Exercise details:
Return, word for word, the stretch of the data from the line containing "An instance of the door" through the end.

** start Material for the task **

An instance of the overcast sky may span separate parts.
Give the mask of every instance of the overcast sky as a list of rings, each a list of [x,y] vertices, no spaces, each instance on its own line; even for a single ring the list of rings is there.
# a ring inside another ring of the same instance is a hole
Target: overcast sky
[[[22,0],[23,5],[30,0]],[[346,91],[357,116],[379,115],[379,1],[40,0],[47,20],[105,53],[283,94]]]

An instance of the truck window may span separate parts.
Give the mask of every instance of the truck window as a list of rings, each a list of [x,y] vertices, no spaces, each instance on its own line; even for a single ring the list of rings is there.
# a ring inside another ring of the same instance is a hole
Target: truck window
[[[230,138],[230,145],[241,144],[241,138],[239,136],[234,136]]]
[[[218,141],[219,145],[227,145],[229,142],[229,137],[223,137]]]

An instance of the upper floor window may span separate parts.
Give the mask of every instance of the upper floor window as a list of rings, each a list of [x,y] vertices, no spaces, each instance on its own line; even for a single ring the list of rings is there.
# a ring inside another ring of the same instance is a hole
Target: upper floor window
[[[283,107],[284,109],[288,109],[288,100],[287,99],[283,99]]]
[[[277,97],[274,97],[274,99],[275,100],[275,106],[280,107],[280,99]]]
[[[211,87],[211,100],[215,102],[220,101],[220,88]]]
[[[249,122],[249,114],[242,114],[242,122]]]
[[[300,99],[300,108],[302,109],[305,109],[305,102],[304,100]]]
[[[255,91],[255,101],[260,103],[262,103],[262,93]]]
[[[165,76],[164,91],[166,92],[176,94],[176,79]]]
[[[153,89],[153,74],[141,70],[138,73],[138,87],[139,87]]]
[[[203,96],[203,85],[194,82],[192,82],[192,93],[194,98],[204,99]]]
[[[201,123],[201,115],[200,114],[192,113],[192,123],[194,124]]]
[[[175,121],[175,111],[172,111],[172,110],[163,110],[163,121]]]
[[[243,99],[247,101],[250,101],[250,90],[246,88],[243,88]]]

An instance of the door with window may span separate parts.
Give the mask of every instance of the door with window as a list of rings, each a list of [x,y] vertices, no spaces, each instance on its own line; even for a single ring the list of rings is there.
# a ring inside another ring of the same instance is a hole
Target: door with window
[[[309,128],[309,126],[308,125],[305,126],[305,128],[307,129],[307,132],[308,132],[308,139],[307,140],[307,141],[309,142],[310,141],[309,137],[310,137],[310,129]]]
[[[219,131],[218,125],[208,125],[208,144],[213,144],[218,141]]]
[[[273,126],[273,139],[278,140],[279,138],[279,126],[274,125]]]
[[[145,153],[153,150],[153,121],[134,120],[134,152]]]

** end Material for the task **

Expected answer:
An instance of the door with window may span separate parts.
Give the mask of every instance of the door with window as a list of rings, each a list of [x,y] vertices, no spaces, each instance on its own line; even for a single ring the list of rings is there.
# a ring inside another ring of the same instance is a hole
Target: door with window
[[[309,128],[309,126],[308,125],[305,126],[305,128],[307,129],[307,132],[308,132],[308,139],[307,140],[307,141],[309,142],[310,141],[309,137],[310,137],[310,129]]]
[[[219,131],[218,125],[208,125],[208,144],[213,144],[218,141]]]
[[[273,126],[273,139],[278,140],[279,138],[279,126],[274,125]]]
[[[145,153],[153,150],[153,121],[134,120],[134,152]]]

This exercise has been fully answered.